--- Begin ---

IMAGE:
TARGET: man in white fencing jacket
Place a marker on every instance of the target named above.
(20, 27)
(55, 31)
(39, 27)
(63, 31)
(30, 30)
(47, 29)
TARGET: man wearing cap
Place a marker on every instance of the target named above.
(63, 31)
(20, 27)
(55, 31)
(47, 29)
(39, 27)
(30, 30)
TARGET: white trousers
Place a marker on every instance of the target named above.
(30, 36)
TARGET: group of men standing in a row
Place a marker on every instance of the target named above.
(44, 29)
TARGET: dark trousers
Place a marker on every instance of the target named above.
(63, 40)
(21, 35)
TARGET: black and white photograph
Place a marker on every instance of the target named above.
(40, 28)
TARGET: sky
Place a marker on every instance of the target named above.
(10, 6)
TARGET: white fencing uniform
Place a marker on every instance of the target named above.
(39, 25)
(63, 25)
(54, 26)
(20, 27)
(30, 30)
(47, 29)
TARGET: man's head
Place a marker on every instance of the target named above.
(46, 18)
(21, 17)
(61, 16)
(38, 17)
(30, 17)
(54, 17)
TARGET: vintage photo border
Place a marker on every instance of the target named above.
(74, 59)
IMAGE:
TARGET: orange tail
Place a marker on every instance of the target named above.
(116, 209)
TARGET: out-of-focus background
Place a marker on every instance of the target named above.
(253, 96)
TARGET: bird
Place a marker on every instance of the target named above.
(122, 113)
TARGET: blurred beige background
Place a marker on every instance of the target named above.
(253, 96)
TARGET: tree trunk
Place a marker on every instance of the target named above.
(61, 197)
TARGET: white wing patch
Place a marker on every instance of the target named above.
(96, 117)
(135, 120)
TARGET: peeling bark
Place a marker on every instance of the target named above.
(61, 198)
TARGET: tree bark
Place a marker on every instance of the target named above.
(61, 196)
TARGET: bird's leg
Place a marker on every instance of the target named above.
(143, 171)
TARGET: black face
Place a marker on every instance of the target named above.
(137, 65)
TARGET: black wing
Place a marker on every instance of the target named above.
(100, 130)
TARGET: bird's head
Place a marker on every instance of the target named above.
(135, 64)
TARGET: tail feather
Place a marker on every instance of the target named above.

--- End ---

Exercise details - Rewrite the lines from the one containing "TARGET: bird's head" through the end of the records, replacing "tail feather" with "tail plume" and leaving everything else unchanged.

Result -
TARGET: bird's head
Place a marker on every instance of the target named above.
(135, 64)
TARGET: tail plume
Place a marker on every instance of the target named above.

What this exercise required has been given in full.